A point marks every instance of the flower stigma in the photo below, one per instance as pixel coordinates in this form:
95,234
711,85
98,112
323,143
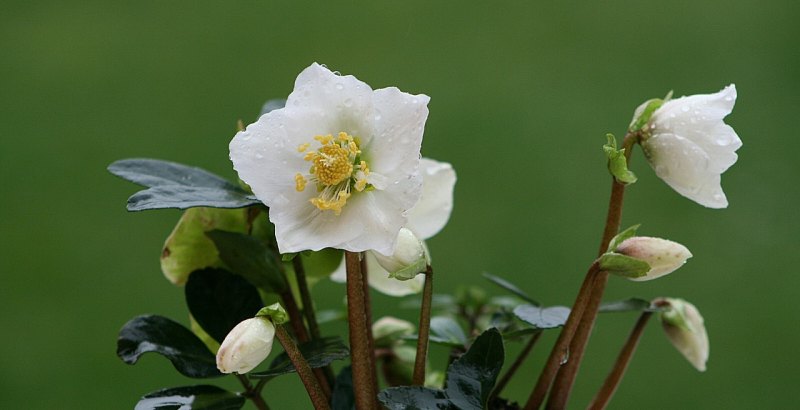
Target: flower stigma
336,169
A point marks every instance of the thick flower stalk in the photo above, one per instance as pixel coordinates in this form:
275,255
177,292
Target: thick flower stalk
425,220
689,146
246,346
338,167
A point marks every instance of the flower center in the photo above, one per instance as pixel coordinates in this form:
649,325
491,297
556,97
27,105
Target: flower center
336,169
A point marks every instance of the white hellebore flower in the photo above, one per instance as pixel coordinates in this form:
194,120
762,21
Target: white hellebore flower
685,329
338,166
425,220
662,255
689,146
246,345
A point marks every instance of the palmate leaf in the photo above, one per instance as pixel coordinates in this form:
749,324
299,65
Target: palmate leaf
470,380
151,333
201,397
218,300
318,353
173,185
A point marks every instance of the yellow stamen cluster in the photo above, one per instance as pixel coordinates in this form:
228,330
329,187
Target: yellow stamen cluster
335,169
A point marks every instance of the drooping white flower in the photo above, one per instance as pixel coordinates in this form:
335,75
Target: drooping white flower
338,166
684,327
689,146
246,345
663,256
425,220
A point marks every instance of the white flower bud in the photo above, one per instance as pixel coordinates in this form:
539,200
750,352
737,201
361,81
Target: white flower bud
684,328
409,257
246,346
662,255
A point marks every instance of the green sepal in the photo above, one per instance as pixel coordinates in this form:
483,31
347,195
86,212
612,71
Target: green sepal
617,162
621,237
410,271
624,266
647,112
274,312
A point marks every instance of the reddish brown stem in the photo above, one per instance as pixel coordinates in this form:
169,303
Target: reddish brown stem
362,358
315,392
418,378
605,393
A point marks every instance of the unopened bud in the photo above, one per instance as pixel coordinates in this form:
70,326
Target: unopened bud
662,255
684,328
409,257
246,346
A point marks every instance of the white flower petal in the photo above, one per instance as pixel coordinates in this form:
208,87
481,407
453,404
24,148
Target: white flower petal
686,168
432,212
379,279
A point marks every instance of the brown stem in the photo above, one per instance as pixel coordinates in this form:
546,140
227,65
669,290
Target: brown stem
252,393
560,349
418,378
562,387
362,358
324,375
315,392
515,366
605,393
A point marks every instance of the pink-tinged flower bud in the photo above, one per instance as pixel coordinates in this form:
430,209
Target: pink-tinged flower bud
246,346
684,328
409,257
662,255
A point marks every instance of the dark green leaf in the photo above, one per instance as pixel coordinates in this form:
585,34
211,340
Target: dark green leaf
510,287
151,333
173,185
247,256
470,380
542,318
629,305
447,331
318,353
218,300
623,265
272,105
343,397
202,397
414,398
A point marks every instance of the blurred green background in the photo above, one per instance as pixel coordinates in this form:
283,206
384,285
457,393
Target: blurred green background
522,96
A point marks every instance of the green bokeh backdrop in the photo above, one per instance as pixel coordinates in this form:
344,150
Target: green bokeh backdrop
522,96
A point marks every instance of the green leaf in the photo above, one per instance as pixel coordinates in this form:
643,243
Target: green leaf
158,334
446,331
629,305
624,266
273,104
542,318
247,256
617,162
173,185
218,300
470,380
621,237
343,397
188,249
510,287
318,353
202,397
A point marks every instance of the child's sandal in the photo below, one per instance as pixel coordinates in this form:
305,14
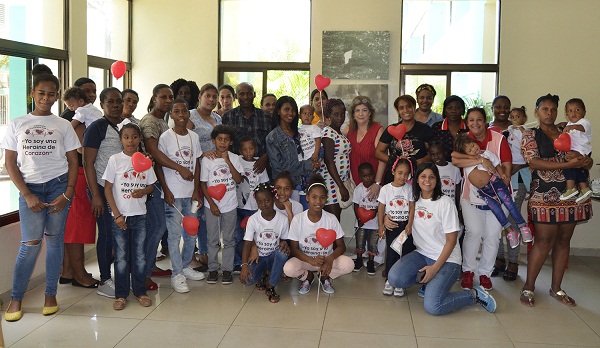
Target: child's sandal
562,297
273,296
260,285
527,298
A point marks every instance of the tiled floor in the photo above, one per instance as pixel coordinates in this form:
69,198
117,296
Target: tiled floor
357,315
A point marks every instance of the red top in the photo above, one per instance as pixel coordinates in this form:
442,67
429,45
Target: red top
363,151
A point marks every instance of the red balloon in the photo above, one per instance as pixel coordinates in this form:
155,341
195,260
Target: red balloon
325,237
217,192
563,142
118,69
365,215
322,82
140,162
244,222
190,225
397,131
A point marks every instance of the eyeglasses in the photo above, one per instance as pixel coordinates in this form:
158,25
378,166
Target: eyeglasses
361,101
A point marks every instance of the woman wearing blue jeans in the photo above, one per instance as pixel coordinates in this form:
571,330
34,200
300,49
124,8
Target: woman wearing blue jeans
435,231
41,159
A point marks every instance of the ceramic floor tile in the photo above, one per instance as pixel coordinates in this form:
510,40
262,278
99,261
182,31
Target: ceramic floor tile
94,304
208,307
278,314
260,337
394,315
151,333
66,331
331,339
482,325
426,342
559,326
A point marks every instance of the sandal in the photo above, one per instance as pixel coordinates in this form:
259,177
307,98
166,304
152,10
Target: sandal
527,298
510,274
119,304
273,296
144,300
260,285
562,297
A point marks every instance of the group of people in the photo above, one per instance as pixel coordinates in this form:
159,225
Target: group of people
268,185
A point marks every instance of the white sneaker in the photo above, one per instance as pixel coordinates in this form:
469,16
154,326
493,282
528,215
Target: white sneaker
179,284
388,290
107,289
190,274
398,292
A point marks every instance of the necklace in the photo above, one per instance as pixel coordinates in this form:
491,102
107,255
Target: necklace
183,155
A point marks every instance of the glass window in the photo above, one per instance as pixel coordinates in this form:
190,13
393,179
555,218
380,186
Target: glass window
296,84
37,22
265,30
107,33
97,75
476,89
411,82
450,32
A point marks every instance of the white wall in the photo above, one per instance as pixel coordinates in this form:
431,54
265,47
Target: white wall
171,40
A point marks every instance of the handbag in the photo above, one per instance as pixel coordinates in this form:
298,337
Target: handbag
349,185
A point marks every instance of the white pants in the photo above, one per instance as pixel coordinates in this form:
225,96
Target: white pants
481,228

◆ What the task requires
Repeat only the lines from the one holding "A point marks every instance of the ceramic" through the last line of the data.

◆ Solved exercise
A point marks every instance of the ceramic floor tile in the photo above, one per instance as pixel coordinates in this form:
510,40
262,278
99,261
182,31
Target: ceramic floor tile
94,304
208,307
278,314
260,337
394,315
151,333
66,331
331,339
482,325
426,342
559,326
A point marks every instance of the sandal in the photo above, one per instance as pixel coordinates in this form:
259,177
307,98
166,304
152,10
Target: sandal
527,298
510,274
119,304
273,296
144,300
260,285
562,297
A point marks every instance of the group of people in the photo above, one per instance as pixel coordinates in this form:
159,225
Target: group of people
268,185
A point marks every instance of the white sneaker in the photo above, one per instance as pixel coordinates in this form:
469,16
154,326
493,282
528,215
Target: white sneaker
179,284
388,290
107,289
190,274
398,292
A point marks every instance of the necklace in the photo above, one per instance as pixel coordinates in this form:
491,102
107,255
Target: necklace
183,155
A point marks every instance of the glass window in the photo above, one per instance as pixel coordinates in this form:
190,13
393,179
555,218
380,186
Target: glass window
296,84
37,22
265,30
107,33
97,75
476,89
411,82
450,32
A point marks every instance of the white wall in the photo above, one per instance as pixel coordinates in this form:
431,54
265,47
Target: white wall
171,40
A point marks every instance of the handbag in the photo above, one per instance as pixel coordinates in this form:
298,337
Target: handbag
349,185
A point marks every instance of the white pants in the photo above, one per instance as pixel coordinates in this form:
225,96
Target: white pants
481,228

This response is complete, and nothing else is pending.